Kegiatan 1: Tulis ulang bagian teks tentang KHL dari "Bacaan Lainnya" sampai "Perubahan Penghitungan KHL.", termasuk kedua batas itu. Tukar "Ketenagakerjaan" dengan "Perburuhan".
Kegiatan 2: Menurut teks tentang KHL, undang-undang apa yang mengatur KHL?
===== Kutipan Sumber
Info Terbaru Biaya Hidup di Jakarta Sesuai KHL (Kebutuhan Hidup Layak)

Hingga detik ini, masih banyak orang yang mendambakan dapat bekerja dan hidup di Jakarta. Pasalnya, berdomisili di kota besar seperti ini dianggap dapat menaikkan derajat mereka, terutama dalam hal ekonomi. Pendapat itu memang tidak sepenuhnya salah. Namun, bagi mereka yang ingin stay di Jakarta, juga wajib memperhitungkan biaya untuk hidup sehari-hari. Nah, kisaran biaya ini setidaknya dapat diketahui dengan memperhatikan KHL (Kebutuhan Hidup Layak).

Tugu Monas Jakarta
Tugu Monas Jakarta

Apa Itu KHL?

Mungkin banyak yang belum paham mengenai KHL. Secara sederhana, KHL dapat dikatakan sebagai standar kebutuhan yang harus dipenuhi oleh seorang pekerja atau buruh lajang untuk dapat hidup layak, baik secara fisik, non-fisik, maupun .[1] Biasanya, KHL ini mengacu pada standar kebutuhan seseorang untuk satu bulan.

Bacaan Lainnya

Peraturan mengenai KHL diatur dalam UU No. 13 tahun 2003 tentang Ketenagakerjaan. Pembahasan lebih dalam mengenai KHL dapat dilihat dalam Keputusan Menteri Tenaga Kerja No. 17 tahun 2005 tentang Komponen dan Pentahapan Pencapaian Kebutuhan Hidup Layak.[2] Kemudian, Keputusan Menteri Tenaga Kerja tersebut direvisi oleh Keputusan Menteri Tenaga Kerja No. 13 tahun 2012 tentang Perubahan Penghitungan KHL.
==========
===== Cuplikan Data
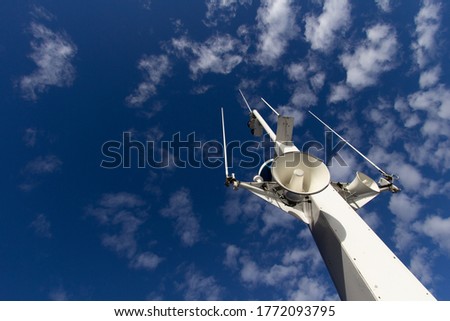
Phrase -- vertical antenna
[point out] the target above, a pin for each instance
(273, 109)
(224, 145)
(248, 106)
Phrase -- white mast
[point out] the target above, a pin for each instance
(361, 266)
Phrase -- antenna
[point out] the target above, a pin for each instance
(248, 106)
(273, 109)
(224, 145)
(386, 175)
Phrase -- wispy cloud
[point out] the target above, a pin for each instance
(186, 222)
(197, 286)
(375, 55)
(222, 10)
(384, 5)
(294, 277)
(277, 26)
(218, 54)
(154, 69)
(421, 265)
(256, 213)
(53, 53)
(41, 226)
(339, 92)
(321, 31)
(429, 78)
(438, 229)
(427, 26)
(122, 214)
(43, 165)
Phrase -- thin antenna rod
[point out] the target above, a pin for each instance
(224, 145)
(248, 106)
(354, 148)
(273, 109)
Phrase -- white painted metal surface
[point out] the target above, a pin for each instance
(361, 265)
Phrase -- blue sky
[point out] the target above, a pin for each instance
(75, 75)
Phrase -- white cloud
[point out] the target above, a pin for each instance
(186, 222)
(231, 256)
(438, 229)
(322, 31)
(310, 289)
(154, 69)
(199, 287)
(371, 218)
(372, 57)
(222, 10)
(409, 117)
(317, 81)
(272, 276)
(339, 92)
(53, 53)
(303, 97)
(122, 214)
(427, 25)
(258, 215)
(435, 101)
(343, 172)
(146, 260)
(406, 208)
(44, 165)
(276, 220)
(430, 77)
(384, 5)
(41, 226)
(297, 113)
(421, 266)
(277, 26)
(218, 54)
(123, 242)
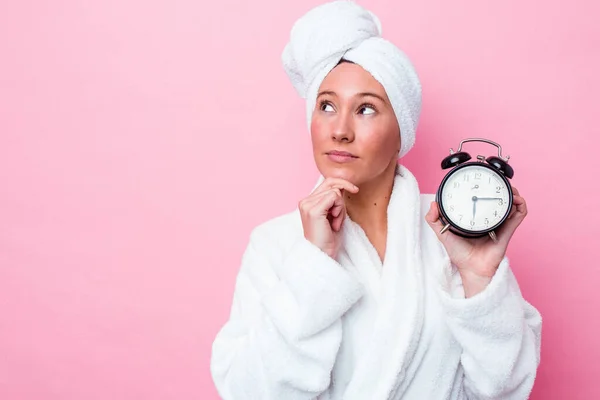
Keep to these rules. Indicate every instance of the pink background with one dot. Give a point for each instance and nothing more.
(141, 141)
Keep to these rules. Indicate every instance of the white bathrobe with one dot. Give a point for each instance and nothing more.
(306, 326)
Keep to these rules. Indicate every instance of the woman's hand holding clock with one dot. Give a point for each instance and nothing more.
(477, 259)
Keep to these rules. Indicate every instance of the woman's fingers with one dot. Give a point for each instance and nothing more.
(433, 218)
(330, 183)
(514, 220)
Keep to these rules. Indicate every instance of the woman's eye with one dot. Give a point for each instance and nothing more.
(324, 107)
(369, 110)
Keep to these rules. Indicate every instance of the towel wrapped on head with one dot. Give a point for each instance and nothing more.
(342, 29)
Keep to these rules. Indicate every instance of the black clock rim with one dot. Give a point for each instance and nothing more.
(467, 233)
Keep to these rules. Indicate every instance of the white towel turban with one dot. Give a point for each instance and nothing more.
(343, 29)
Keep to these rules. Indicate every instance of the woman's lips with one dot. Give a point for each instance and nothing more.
(341, 156)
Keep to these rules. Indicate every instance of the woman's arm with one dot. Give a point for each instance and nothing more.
(500, 334)
(284, 331)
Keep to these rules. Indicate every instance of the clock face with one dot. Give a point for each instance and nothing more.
(475, 198)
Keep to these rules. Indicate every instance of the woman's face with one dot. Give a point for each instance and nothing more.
(353, 114)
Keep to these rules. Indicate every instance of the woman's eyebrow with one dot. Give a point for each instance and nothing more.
(361, 94)
(329, 92)
(365, 94)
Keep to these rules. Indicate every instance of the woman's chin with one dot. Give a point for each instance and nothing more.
(340, 172)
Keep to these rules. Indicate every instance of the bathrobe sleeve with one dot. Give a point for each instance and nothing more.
(500, 334)
(284, 328)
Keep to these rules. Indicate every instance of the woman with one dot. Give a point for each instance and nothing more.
(356, 294)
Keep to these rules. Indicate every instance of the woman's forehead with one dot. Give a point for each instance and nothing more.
(348, 79)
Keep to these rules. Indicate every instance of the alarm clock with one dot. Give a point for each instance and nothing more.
(475, 197)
==========
Jawaban Tertulis 1:
Bacaan Lainnya

Peraturan mengenai KHL diatur dalam UU No. 13 tahun 2003 tentang Perburuhan. Pembahasan lebih dalam mengenai KHL dapat dilihat dalam Keputusan Menteri Tenaga Kerja No. 17 tahun 2005 tentang Komponen dan Pentahapan Pencapaian Kebutuhan Hidup Layak.[2] Kemudian, Keputusan Menteri Tenaga Kerja tersebut direvisi oleh Keputusan Menteri Tenaga Kerja No. 13 tahun 2012 tentang Perubahan Penghitungan KHL.

Jawaban Tertulis 2: UU No. 13 tahun 2003 tentang Ketenagakerjaan.